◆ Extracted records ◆
::::
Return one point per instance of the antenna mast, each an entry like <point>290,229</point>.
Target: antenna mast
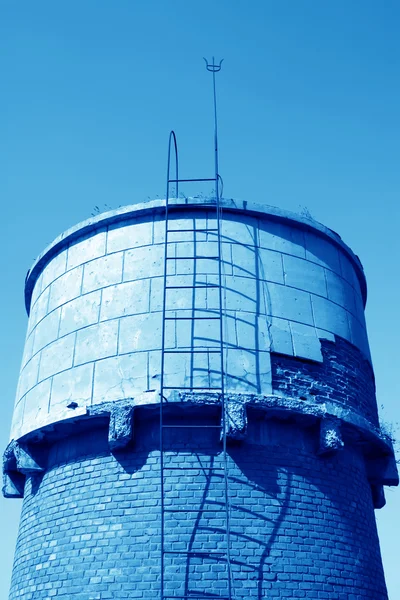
<point>215,68</point>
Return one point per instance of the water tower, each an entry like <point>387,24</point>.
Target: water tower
<point>196,414</point>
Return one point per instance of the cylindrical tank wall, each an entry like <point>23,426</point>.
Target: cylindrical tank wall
<point>94,332</point>
<point>306,461</point>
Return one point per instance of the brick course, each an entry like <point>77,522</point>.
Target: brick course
<point>344,377</point>
<point>302,526</point>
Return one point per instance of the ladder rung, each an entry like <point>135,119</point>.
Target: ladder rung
<point>188,180</point>
<point>198,510</point>
<point>193,426</point>
<point>192,351</point>
<point>174,387</point>
<point>190,287</point>
<point>200,229</point>
<point>194,468</point>
<point>192,258</point>
<point>189,596</point>
<point>191,318</point>
<point>197,552</point>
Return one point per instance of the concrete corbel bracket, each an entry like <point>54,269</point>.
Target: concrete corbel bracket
<point>13,481</point>
<point>120,431</point>
<point>26,463</point>
<point>235,419</point>
<point>382,470</point>
<point>378,496</point>
<point>330,436</point>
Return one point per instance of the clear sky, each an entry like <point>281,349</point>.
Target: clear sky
<point>309,101</point>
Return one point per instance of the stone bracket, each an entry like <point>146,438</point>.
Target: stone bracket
<point>382,470</point>
<point>235,419</point>
<point>121,425</point>
<point>26,463</point>
<point>378,495</point>
<point>120,431</point>
<point>13,481</point>
<point>330,436</point>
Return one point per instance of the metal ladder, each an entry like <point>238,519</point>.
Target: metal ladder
<point>205,315</point>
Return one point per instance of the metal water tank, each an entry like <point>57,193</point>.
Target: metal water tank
<point>286,508</point>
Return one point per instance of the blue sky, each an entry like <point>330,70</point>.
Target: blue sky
<point>309,118</point>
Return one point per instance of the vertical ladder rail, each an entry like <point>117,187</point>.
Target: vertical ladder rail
<point>224,555</point>
<point>214,68</point>
<point>172,138</point>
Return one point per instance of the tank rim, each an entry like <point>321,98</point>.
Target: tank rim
<point>124,213</point>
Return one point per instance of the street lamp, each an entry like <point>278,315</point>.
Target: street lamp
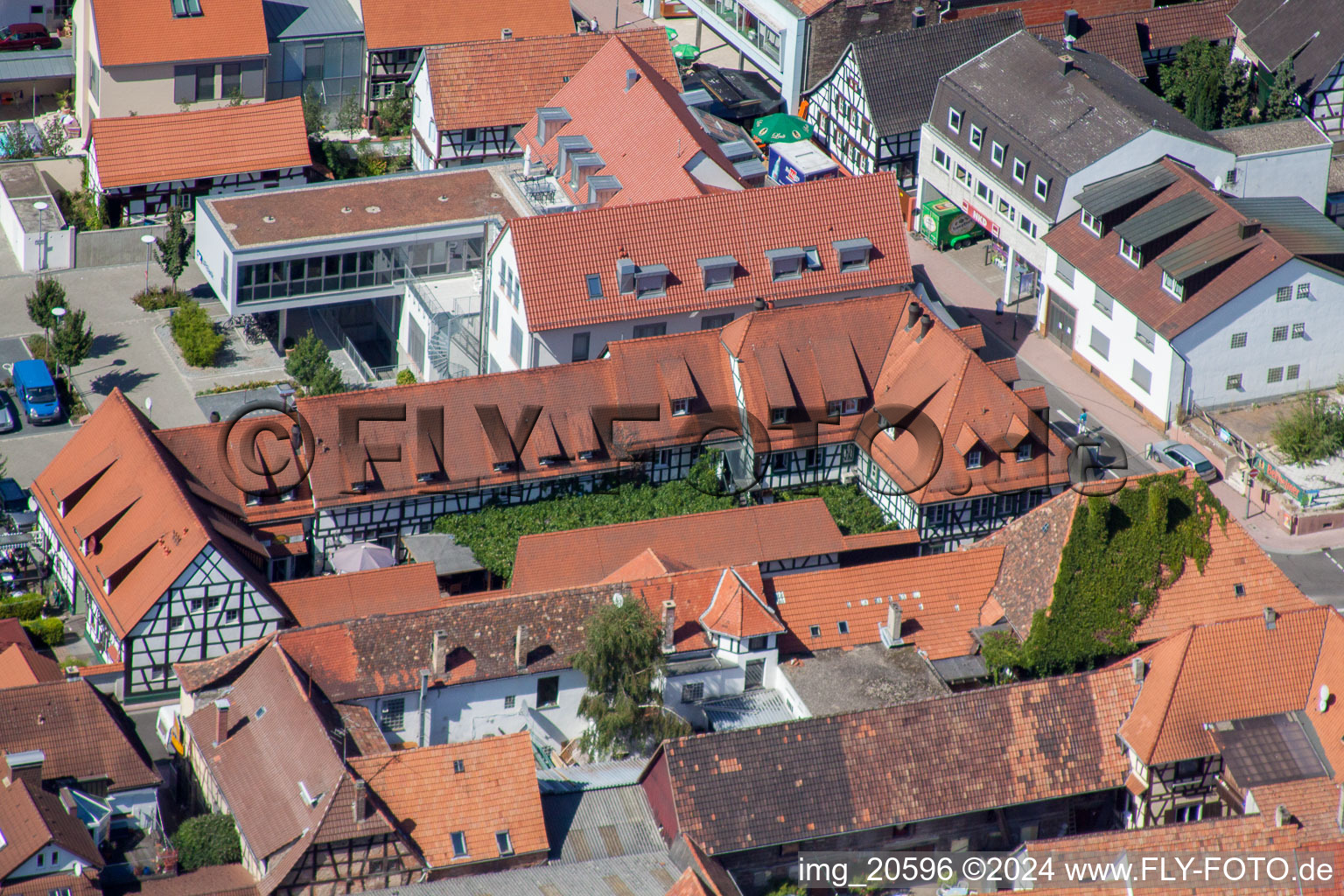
<point>42,234</point>
<point>60,315</point>
<point>148,241</point>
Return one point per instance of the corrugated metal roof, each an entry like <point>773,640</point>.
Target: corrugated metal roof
<point>1108,195</point>
<point>296,19</point>
<point>747,710</point>
<point>1179,213</point>
<point>1203,254</point>
<point>647,875</point>
<point>599,823</point>
<point>566,780</point>
<point>1294,223</point>
<point>38,63</point>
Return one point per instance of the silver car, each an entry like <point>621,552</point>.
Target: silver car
<point>1179,456</point>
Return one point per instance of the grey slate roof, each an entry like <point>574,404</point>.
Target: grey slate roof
<point>37,65</point>
<point>1269,136</point>
<point>1294,223</point>
<point>1312,32</point>
<point>1075,118</point>
<point>599,823</point>
<point>293,19</point>
<point>1116,192</point>
<point>900,70</point>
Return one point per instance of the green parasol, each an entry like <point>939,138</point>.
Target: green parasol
<point>781,130</point>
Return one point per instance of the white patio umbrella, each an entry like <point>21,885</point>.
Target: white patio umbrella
<point>361,555</point>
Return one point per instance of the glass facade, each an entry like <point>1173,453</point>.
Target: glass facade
<point>333,67</point>
<point>762,37</point>
<point>356,270</point>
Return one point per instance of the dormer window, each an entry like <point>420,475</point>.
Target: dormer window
<point>852,254</point>
<point>785,263</point>
<point>1173,286</point>
<point>1130,253</point>
<point>718,271</point>
<point>1092,223</point>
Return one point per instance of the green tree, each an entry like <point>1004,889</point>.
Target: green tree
<point>308,355</point>
<point>1280,102</point>
<point>624,664</point>
<point>1236,94</point>
<point>72,340</point>
<point>172,250</point>
<point>315,113</point>
<point>207,840</point>
<point>47,293</point>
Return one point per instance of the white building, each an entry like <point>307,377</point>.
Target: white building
<point>564,286</point>
<point>1018,132</point>
<point>1179,298</point>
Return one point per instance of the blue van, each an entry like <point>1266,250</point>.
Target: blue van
<point>37,391</point>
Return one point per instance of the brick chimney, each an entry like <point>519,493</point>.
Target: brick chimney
<point>25,766</point>
<point>668,626</point>
<point>438,653</point>
<point>220,722</point>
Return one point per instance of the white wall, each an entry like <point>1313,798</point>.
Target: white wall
<point>1256,312</point>
<point>1164,396</point>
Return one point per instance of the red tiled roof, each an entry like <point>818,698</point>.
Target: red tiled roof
<point>654,160</point>
<point>22,665</point>
<point>495,792</point>
<point>738,612</point>
<point>391,24</point>
<point>940,598</point>
<point>115,481</point>
<point>1140,289</point>
<point>1236,669</point>
<point>80,732</point>
<point>1037,14</point>
<point>980,750</point>
<point>556,251</point>
<point>738,536</point>
<point>205,143</point>
<point>331,598</point>
<point>132,32</point>
<point>1124,37</point>
<point>496,82</point>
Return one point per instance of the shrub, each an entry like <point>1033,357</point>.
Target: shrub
<point>195,335</point>
<point>159,298</point>
<point>23,606</point>
<point>207,840</point>
<point>1311,431</point>
<point>50,632</point>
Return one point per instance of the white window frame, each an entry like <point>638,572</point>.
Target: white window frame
<point>1173,286</point>
<point>1090,223</point>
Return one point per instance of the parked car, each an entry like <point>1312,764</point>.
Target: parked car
<point>8,414</point>
<point>27,35</point>
<point>1179,456</point>
<point>37,391</point>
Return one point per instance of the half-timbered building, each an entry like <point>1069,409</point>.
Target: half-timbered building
<point>1308,35</point>
<point>143,164</point>
<point>160,574</point>
<point>869,110</point>
<point>471,100</point>
<point>396,32</point>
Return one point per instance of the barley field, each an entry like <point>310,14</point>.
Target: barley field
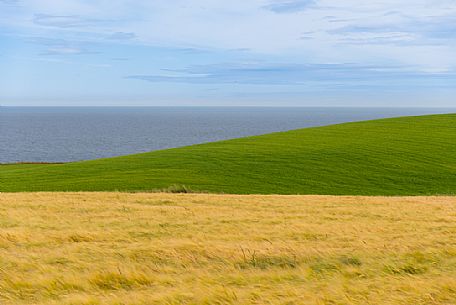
<point>144,248</point>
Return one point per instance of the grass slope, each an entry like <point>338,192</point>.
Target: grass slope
<point>399,156</point>
<point>119,248</point>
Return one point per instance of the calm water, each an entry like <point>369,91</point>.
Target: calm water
<point>69,134</point>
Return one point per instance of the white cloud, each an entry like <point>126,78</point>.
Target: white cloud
<point>389,33</point>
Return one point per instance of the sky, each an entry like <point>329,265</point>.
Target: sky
<point>378,53</point>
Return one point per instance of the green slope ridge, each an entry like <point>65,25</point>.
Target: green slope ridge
<point>399,156</point>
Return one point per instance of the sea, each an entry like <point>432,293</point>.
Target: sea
<point>65,134</point>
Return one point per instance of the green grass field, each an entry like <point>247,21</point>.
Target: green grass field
<point>399,156</point>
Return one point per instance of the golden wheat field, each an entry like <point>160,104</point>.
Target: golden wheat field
<point>118,248</point>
::::
◆ STATED TASK ◆
Present every line of the items above as a JSON list of strings, one string per line, omitting blank lines and the pictures.

◆ ANSWER TO THIS EXERCISE ◆
[
  "Return one point per instance of the antenna mast, each an entry like <point>290,229</point>.",
  "Target: antenna mast",
  "<point>215,68</point>",
  "Return one point per instance of the water tower, each an entry like <point>387,24</point>.",
  "Target: water tower",
  "<point>196,414</point>",
  "Return one point per instance of the cylindrical tank wall, each an entry like <point>23,426</point>.",
  "Target: cylindrical tank wall",
  "<point>94,332</point>",
  "<point>306,461</point>",
  "Return one point per instance of the brick course, each an entry like <point>77,522</point>.",
  "Target: brick course",
  "<point>344,377</point>",
  "<point>302,526</point>",
  "Return one point per instance of the ladder rung, each an entry like <point>135,119</point>.",
  "Target: ladder rung",
  "<point>188,180</point>",
  "<point>198,510</point>",
  "<point>193,426</point>",
  "<point>192,351</point>",
  "<point>174,387</point>",
  "<point>190,287</point>",
  "<point>200,229</point>",
  "<point>194,468</point>",
  "<point>192,258</point>",
  "<point>189,596</point>",
  "<point>191,318</point>",
  "<point>197,552</point>",
  "Return one point per instance of the concrete corbel bracket, each an entry like <point>54,269</point>.",
  "Target: concrete corbel bracket",
  "<point>13,481</point>",
  "<point>120,431</point>",
  "<point>26,463</point>",
  "<point>235,419</point>",
  "<point>382,470</point>",
  "<point>378,496</point>",
  "<point>330,436</point>",
  "Return one point per instance of the clear sky, each an entry like <point>281,349</point>.",
  "Target: clear sky",
  "<point>309,101</point>",
  "Return one point per instance of the stone bracket, each an entry like <point>146,438</point>.",
  "Target: stone bracket",
  "<point>382,470</point>",
  "<point>235,419</point>",
  "<point>121,425</point>",
  "<point>26,463</point>",
  "<point>378,495</point>",
  "<point>120,431</point>",
  "<point>13,481</point>",
  "<point>330,436</point>",
  "Return one point per instance of the metal ladder, each an entry like <point>238,519</point>.",
  "Target: metal ladder",
  "<point>205,315</point>",
  "Return one point per instance of the metal water tank, each an entry like <point>57,193</point>.",
  "Target: metal water tank",
  "<point>286,508</point>",
  "Return one point per instance of the blue sky, each an entry like <point>330,70</point>.",
  "Target: blue sky",
  "<point>309,118</point>",
  "Return one point per instance of the vertical ladder rail, each an entry like <point>117,187</point>.",
  "Target: vertical ladder rail",
  "<point>224,555</point>",
  "<point>214,68</point>",
  "<point>172,138</point>",
  "Return one point per instance of the tank rim, each an entry like <point>321,98</point>.",
  "Target: tank rim",
  "<point>124,213</point>",
  "Return one point per instance of the street lamp, each an entry like <point>278,315</point>.",
  "Target: street lamp",
  "<point>42,234</point>",
  "<point>60,315</point>",
  "<point>148,241</point>",
  "Return one point per instance of the corrugated metal roof, each an entry like <point>773,640</point>.",
  "Target: corrugated metal roof",
  "<point>1108,195</point>",
  "<point>296,19</point>",
  "<point>747,710</point>",
  "<point>1179,213</point>",
  "<point>1203,254</point>",
  "<point>647,875</point>",
  "<point>599,823</point>",
  "<point>566,780</point>",
  "<point>1294,223</point>",
  "<point>38,63</point>",
  "Return one point per instance of the silver car, each an entry like <point>621,552</point>.",
  "Target: silver car",
  "<point>1179,456</point>",
  "Return one point per instance of the grey slate roof, each an entry like <point>574,404</point>.",
  "Target: grey slate roof",
  "<point>37,65</point>",
  "<point>1269,136</point>",
  "<point>1294,223</point>",
  "<point>1312,32</point>",
  "<point>1075,118</point>",
  "<point>599,823</point>",
  "<point>293,19</point>",
  "<point>1116,192</point>",
  "<point>900,70</point>",
  "Return one point per instance of the green parasol, each an entry like <point>939,138</point>.",
  "Target: green parasol",
  "<point>781,130</point>",
  "Return one point per instance of the white patio umbrella, each an entry like <point>21,885</point>.",
  "Target: white patio umbrella",
  "<point>361,555</point>",
  "Return one point per instance of the glass facade, each an entry like <point>1173,453</point>.",
  "Target: glass facade",
  "<point>333,67</point>",
  "<point>762,37</point>",
  "<point>356,270</point>",
  "Return one point per instance of the dormer window, each an entry like <point>420,475</point>.",
  "Target: dormer window",
  "<point>852,254</point>",
  "<point>785,263</point>",
  "<point>1173,286</point>",
  "<point>1130,253</point>",
  "<point>718,271</point>",
  "<point>1092,223</point>",
  "Return one point per instance of the green tree, each an entry like <point>1004,889</point>.",
  "Target: green tree",
  "<point>308,355</point>",
  "<point>1280,102</point>",
  "<point>624,664</point>",
  "<point>1236,94</point>",
  "<point>72,340</point>",
  "<point>172,250</point>",
  "<point>315,113</point>",
  "<point>207,840</point>",
  "<point>47,293</point>",
  "Return one point per instance of the white building, each an entry like <point>307,377</point>.",
  "Target: white building",
  "<point>564,286</point>",
  "<point>1018,132</point>",
  "<point>1179,298</point>",
  "Return one point per instance of the blue van, each an entry like <point>1266,250</point>.",
  "Target: blue van",
  "<point>37,391</point>",
  "Return one point per instance of the brick chimney, each an entry like <point>519,493</point>.",
  "Target: brick chimney",
  "<point>25,766</point>",
  "<point>668,626</point>",
  "<point>438,653</point>",
  "<point>220,722</point>",
  "Return one point per instance of the white wall, each an entry like <point>1313,798</point>.",
  "Target: white wall",
  "<point>1256,312</point>",
  "<point>1164,396</point>",
  "Return one point per instance of the red tiled roof, each an entry like <point>818,698</point>.",
  "Target: red tiled roof",
  "<point>654,160</point>",
  "<point>22,665</point>",
  "<point>495,792</point>",
  "<point>738,612</point>",
  "<point>391,24</point>",
  "<point>940,598</point>",
  "<point>115,481</point>",
  "<point>1140,289</point>",
  "<point>1236,669</point>",
  "<point>80,732</point>",
  "<point>1037,14</point>",
  "<point>980,750</point>",
  "<point>556,251</point>",
  "<point>738,536</point>",
  "<point>205,143</point>",
  "<point>331,598</point>",
  "<point>132,32</point>",
  "<point>1124,37</point>",
  "<point>496,82</point>",
  "Return one point per instance of the shrub, each an entry like <point>1033,357</point>.",
  "Target: shrub",
  "<point>195,335</point>",
  "<point>159,298</point>",
  "<point>23,606</point>",
  "<point>207,840</point>",
  "<point>1311,431</point>",
  "<point>50,632</point>",
  "Return one point per instance of the white window frame, each an entry like <point>638,572</point>.",
  "Target: white window frame",
  "<point>1173,286</point>",
  "<point>1090,223</point>",
  "Return one point per instance of the parked car, each an entry like <point>1312,764</point>.",
  "Target: parked car",
  "<point>8,414</point>",
  "<point>27,35</point>",
  "<point>1179,456</point>",
  "<point>37,391</point>",
  "Return one point per instance of the half-timbered building, each an entry like <point>1069,409</point>.",
  "Target: half-timbered building",
  "<point>1308,35</point>",
  "<point>143,164</point>",
  "<point>160,574</point>",
  "<point>869,110</point>",
  "<point>471,100</point>",
  "<point>396,32</point>",
  "Return one point per instance of the barley field, each an entry like <point>310,14</point>.",
  "Target: barley field",
  "<point>144,248</point>",
  "Return one point per instance of the grass slope, each an entry like <point>338,192</point>.",
  "Target: grass slope",
  "<point>399,156</point>",
  "<point>119,248</point>",
  "Return one point per instance of the calm water, each an entry like <point>369,91</point>.",
  "Target: calm water",
  "<point>69,134</point>",
  "Return one point per instance of the white cloud, each an entry like <point>126,78</point>.",
  "Target: white cloud",
  "<point>389,33</point>",
  "Return one point per instance of the sky, each an entry like <point>329,265</point>.",
  "Target: sky",
  "<point>378,53</point>",
  "Return one point per instance of the green slope ridge, each an entry like <point>65,25</point>.",
  "Target: green slope ridge",
  "<point>399,156</point>",
  "Return one point per instance of the sea, each an entry like <point>432,293</point>.",
  "Target: sea",
  "<point>65,134</point>",
  "Return one point per instance of the green grass field, each an entry like <point>247,21</point>.",
  "Target: green grass field",
  "<point>399,156</point>",
  "Return one point per instance of the golden wheat field, each an entry like <point>160,104</point>.",
  "Target: golden wheat field",
  "<point>118,248</point>"
]